Problem to solve:
Beneath this line sits some data. Return only its lines from the one holding "Where can the stainless" through the one holding "Where can the blonde ponytail", inclusive, exactly, with the images removed.

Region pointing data
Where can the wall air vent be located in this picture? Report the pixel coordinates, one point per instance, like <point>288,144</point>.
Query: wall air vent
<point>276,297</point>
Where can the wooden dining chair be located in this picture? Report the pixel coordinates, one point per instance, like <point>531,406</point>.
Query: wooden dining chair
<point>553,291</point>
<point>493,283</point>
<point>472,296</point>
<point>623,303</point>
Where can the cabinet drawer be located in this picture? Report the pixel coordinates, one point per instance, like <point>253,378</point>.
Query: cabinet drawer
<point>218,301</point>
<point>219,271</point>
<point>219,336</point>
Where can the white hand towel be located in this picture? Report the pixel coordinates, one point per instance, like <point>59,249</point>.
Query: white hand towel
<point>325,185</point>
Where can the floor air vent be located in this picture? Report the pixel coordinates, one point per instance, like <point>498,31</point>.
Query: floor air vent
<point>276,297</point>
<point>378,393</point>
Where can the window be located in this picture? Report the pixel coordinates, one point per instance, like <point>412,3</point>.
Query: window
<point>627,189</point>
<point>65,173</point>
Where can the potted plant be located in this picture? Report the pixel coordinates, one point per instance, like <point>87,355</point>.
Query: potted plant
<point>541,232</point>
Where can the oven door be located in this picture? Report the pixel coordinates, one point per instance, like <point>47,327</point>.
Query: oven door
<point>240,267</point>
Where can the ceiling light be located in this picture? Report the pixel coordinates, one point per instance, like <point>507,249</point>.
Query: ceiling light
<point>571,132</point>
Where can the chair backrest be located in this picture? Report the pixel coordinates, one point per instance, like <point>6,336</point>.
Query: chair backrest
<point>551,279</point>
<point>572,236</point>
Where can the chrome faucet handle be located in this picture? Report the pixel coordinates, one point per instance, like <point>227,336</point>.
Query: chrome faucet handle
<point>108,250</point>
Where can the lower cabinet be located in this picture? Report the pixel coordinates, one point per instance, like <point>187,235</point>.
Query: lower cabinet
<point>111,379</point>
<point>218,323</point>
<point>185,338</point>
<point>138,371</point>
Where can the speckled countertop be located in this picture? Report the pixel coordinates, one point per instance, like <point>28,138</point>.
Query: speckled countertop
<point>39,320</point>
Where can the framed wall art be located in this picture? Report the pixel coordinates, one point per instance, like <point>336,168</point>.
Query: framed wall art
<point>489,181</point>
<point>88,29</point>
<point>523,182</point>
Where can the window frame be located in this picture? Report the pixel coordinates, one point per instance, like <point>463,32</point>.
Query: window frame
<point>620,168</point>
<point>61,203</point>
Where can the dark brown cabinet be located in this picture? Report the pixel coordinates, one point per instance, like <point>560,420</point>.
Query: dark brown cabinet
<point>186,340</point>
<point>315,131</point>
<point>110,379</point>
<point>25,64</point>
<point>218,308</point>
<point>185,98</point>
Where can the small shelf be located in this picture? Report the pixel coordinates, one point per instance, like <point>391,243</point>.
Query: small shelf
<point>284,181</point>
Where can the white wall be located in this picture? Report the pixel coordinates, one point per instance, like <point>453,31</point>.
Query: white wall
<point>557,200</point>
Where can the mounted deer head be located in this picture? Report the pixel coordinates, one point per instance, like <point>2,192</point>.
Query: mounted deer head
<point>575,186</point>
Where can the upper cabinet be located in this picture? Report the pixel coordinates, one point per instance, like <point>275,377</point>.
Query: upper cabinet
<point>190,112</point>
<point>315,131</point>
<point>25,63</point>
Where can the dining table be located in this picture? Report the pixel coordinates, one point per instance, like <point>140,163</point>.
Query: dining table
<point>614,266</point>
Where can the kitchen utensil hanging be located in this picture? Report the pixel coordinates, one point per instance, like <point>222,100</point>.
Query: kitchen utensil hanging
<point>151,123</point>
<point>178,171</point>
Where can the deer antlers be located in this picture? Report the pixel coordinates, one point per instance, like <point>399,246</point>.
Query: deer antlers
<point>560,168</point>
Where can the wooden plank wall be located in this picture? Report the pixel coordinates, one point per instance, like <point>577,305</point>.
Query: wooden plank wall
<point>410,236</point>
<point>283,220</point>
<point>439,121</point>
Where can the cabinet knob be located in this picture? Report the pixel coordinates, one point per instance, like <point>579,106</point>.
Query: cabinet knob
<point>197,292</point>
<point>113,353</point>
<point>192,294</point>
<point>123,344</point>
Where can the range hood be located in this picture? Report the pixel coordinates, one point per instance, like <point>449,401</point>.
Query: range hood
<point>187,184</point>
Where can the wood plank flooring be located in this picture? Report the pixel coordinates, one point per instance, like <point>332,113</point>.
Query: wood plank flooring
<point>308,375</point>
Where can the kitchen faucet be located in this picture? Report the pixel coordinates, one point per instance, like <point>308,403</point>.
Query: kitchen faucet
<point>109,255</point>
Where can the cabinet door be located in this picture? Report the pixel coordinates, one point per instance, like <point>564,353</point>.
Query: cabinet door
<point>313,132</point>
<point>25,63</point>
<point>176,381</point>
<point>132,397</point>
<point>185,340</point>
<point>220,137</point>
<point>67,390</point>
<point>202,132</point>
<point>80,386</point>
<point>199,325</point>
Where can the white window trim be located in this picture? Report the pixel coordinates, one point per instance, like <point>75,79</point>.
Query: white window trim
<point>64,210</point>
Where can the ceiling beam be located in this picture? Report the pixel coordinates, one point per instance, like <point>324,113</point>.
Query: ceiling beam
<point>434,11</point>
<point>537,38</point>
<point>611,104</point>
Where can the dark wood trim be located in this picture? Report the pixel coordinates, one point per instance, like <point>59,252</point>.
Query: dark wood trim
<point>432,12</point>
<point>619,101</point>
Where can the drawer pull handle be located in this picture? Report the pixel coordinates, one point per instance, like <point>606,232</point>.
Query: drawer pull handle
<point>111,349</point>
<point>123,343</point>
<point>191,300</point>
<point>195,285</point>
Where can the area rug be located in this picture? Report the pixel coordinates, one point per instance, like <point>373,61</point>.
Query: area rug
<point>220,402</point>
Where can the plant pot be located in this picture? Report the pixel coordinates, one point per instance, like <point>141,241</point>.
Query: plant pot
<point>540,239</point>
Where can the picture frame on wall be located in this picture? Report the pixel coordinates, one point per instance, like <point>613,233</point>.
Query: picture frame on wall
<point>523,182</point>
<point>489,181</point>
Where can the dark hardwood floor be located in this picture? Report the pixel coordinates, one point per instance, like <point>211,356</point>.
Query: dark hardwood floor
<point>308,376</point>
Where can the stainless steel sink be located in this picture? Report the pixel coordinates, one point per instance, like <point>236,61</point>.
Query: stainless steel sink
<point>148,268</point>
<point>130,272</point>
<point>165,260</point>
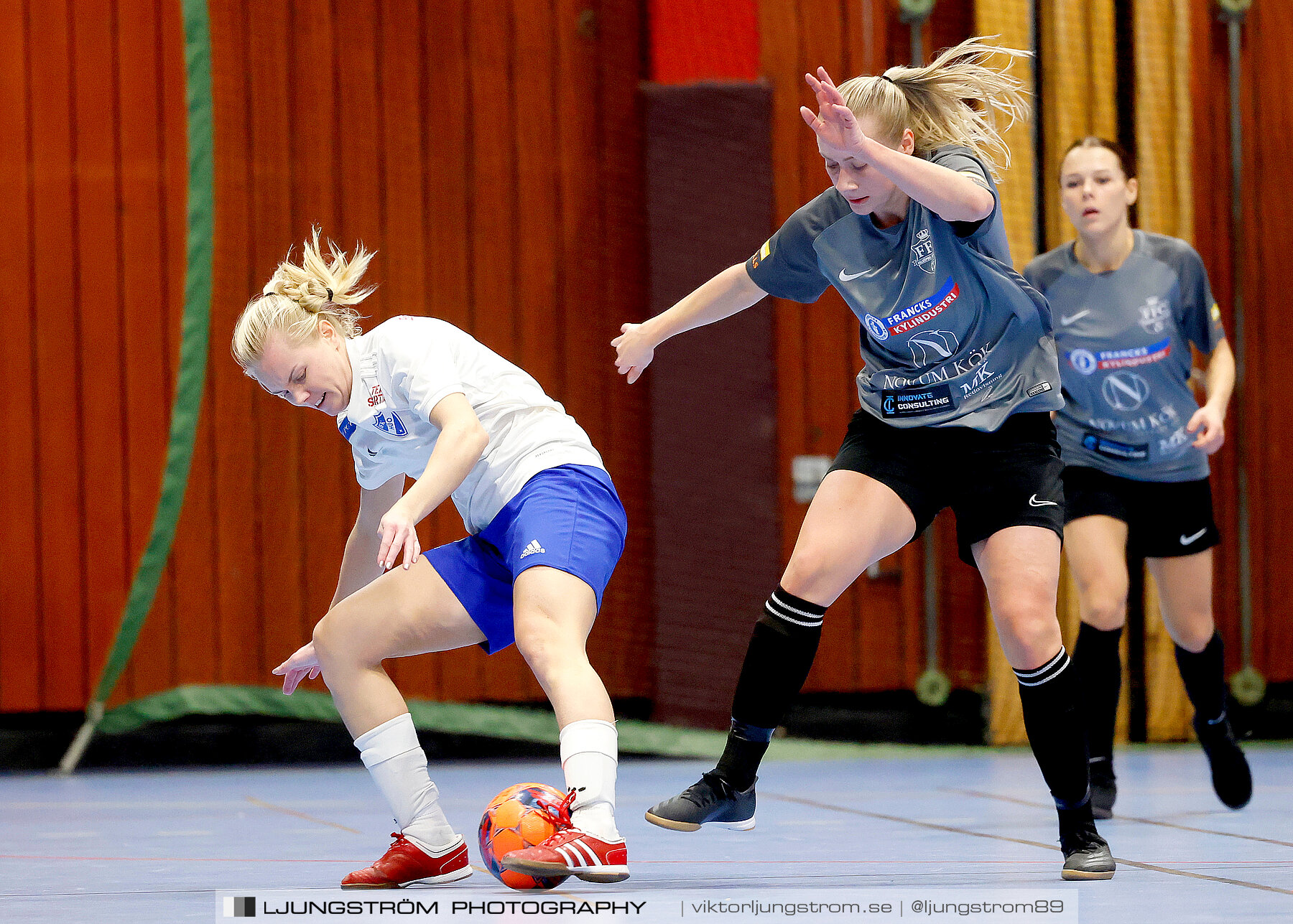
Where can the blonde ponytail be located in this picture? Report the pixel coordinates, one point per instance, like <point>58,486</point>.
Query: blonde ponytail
<point>297,297</point>
<point>956,100</point>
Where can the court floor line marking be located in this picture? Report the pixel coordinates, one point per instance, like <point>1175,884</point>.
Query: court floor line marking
<point>1265,864</point>
<point>1018,840</point>
<point>263,804</point>
<point>1125,818</point>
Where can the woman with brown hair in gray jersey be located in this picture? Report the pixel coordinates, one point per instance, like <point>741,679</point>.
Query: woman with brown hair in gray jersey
<point>956,396</point>
<point>1128,305</point>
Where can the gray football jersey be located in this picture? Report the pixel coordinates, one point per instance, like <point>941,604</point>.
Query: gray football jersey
<point>1124,340</point>
<point>952,335</point>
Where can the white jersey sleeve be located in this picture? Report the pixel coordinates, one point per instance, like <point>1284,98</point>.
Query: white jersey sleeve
<point>407,366</point>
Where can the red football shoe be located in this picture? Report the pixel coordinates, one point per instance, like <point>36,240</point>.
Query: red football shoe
<point>572,852</point>
<point>407,864</point>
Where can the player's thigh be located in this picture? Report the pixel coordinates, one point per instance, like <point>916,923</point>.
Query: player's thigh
<point>1095,549</point>
<point>1185,597</point>
<point>402,613</point>
<point>853,520</point>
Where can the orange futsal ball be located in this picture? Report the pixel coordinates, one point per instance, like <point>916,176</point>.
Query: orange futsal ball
<point>512,821</point>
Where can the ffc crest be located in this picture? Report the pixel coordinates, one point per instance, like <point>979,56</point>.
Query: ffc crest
<point>922,251</point>
<point>1155,314</point>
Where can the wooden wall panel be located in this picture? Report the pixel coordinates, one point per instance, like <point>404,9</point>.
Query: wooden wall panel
<point>57,332</point>
<point>470,146</point>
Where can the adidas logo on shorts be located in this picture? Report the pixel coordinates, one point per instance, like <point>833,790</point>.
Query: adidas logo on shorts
<point>533,549</point>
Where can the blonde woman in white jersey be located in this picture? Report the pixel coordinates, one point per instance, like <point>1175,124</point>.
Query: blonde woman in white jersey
<point>420,397</point>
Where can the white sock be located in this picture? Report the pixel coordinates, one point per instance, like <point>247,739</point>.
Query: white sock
<point>588,755</point>
<point>399,767</point>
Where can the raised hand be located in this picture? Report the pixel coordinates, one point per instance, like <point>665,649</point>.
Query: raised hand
<point>1212,429</point>
<point>834,123</point>
<point>295,670</point>
<point>634,352</point>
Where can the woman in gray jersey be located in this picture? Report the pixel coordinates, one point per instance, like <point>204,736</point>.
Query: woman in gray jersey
<point>1128,305</point>
<point>961,375</point>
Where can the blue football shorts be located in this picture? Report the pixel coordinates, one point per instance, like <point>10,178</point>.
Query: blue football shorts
<point>567,517</point>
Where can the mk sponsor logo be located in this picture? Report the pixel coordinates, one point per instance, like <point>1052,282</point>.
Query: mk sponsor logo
<point>982,378</point>
<point>922,251</point>
<point>1155,314</point>
<point>1176,444</point>
<point>950,370</point>
<point>1125,391</point>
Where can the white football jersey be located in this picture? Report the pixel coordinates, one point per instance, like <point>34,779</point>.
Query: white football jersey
<point>404,368</point>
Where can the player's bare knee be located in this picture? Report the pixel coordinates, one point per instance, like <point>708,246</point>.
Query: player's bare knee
<point>1029,631</point>
<point>1106,614</point>
<point>1195,635</point>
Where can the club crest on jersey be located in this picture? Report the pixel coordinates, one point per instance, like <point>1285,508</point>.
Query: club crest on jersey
<point>388,421</point>
<point>876,327</point>
<point>922,251</point>
<point>1155,314</point>
<point>1088,362</point>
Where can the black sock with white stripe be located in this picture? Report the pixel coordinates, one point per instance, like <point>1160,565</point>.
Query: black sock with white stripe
<point>1055,732</point>
<point>776,665</point>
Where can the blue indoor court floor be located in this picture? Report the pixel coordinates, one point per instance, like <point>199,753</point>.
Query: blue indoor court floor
<point>164,846</point>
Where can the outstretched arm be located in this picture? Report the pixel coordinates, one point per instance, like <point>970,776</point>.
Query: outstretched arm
<point>358,569</point>
<point>950,195</point>
<point>1209,420</point>
<point>724,295</point>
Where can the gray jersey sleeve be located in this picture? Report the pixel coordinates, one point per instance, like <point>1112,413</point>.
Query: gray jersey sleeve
<point>787,264</point>
<point>963,162</point>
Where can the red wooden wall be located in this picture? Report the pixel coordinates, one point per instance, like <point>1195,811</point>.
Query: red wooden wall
<point>489,153</point>
<point>1264,265</point>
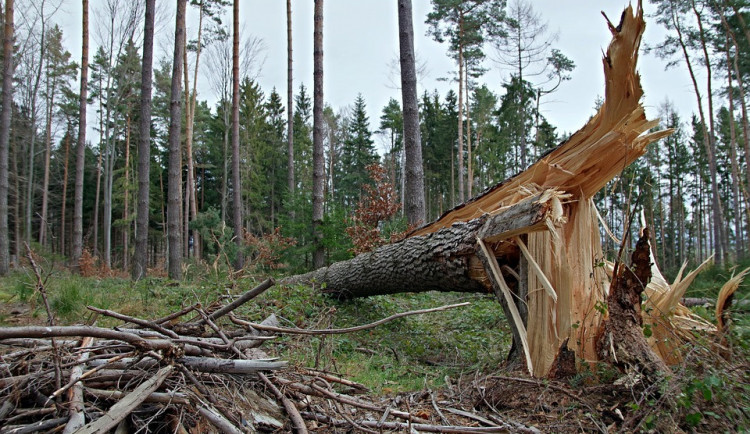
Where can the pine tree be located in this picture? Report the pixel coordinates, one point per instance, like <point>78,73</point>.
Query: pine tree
<point>357,153</point>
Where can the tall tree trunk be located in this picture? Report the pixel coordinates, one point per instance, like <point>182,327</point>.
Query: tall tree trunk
<point>99,169</point>
<point>289,103</point>
<point>239,261</point>
<point>51,89</point>
<point>126,200</point>
<point>742,99</point>
<point>63,214</point>
<point>414,183</point>
<point>175,152</point>
<point>460,111</point>
<point>720,231</point>
<point>191,204</point>
<point>140,257</point>
<point>707,139</point>
<point>469,167</point>
<point>28,229</point>
<point>81,149</point>
<point>318,121</point>
<point>734,159</point>
<point>224,179</point>
<point>7,109</point>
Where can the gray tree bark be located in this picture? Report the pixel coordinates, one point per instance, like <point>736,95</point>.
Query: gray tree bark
<point>441,261</point>
<point>414,194</point>
<point>318,124</point>
<point>81,148</point>
<point>236,184</point>
<point>140,256</point>
<point>5,135</point>
<point>289,100</point>
<point>174,238</point>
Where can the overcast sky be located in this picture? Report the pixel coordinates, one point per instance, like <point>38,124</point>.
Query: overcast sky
<point>361,40</point>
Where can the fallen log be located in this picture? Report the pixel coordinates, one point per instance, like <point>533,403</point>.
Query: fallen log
<point>540,228</point>
<point>441,261</point>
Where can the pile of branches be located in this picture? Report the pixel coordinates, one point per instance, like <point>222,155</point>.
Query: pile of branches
<point>186,373</point>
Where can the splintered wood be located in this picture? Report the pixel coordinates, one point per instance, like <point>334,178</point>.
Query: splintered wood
<point>195,376</point>
<point>534,239</point>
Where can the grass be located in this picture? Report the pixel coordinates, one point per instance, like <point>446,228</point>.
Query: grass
<point>408,354</point>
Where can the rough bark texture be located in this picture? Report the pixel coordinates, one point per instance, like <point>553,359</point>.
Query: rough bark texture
<point>81,148</point>
<point>441,261</point>
<point>318,133</point>
<point>622,340</point>
<point>5,135</point>
<point>289,100</point>
<point>174,238</point>
<point>239,260</point>
<point>414,203</point>
<point>140,258</point>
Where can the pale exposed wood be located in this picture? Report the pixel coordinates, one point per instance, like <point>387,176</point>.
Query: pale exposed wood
<point>219,421</point>
<point>123,407</point>
<point>201,364</point>
<point>499,282</point>
<point>538,270</point>
<point>159,397</point>
<point>249,295</point>
<point>348,329</point>
<point>724,299</point>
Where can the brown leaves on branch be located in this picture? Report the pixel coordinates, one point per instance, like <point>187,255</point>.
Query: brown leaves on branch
<point>378,204</point>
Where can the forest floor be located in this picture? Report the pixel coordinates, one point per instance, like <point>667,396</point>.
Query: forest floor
<point>436,365</point>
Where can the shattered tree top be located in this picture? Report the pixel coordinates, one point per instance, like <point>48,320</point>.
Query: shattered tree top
<point>610,141</point>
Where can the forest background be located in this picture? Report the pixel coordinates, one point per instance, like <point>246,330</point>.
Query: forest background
<point>692,185</point>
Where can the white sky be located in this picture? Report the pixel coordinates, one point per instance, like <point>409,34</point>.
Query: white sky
<point>361,39</point>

Result:
Where can the stainless steel sink be located in this picture? Report the pixel coordinates, one point per instance, like <point>236,61</point>.
Query: stainless steel sink
<point>148,268</point>
<point>130,272</point>
<point>165,260</point>
Where can the blonde ponytail be located in this picture? Report the pixel coordinates, one point per instance, like <point>58,486</point>.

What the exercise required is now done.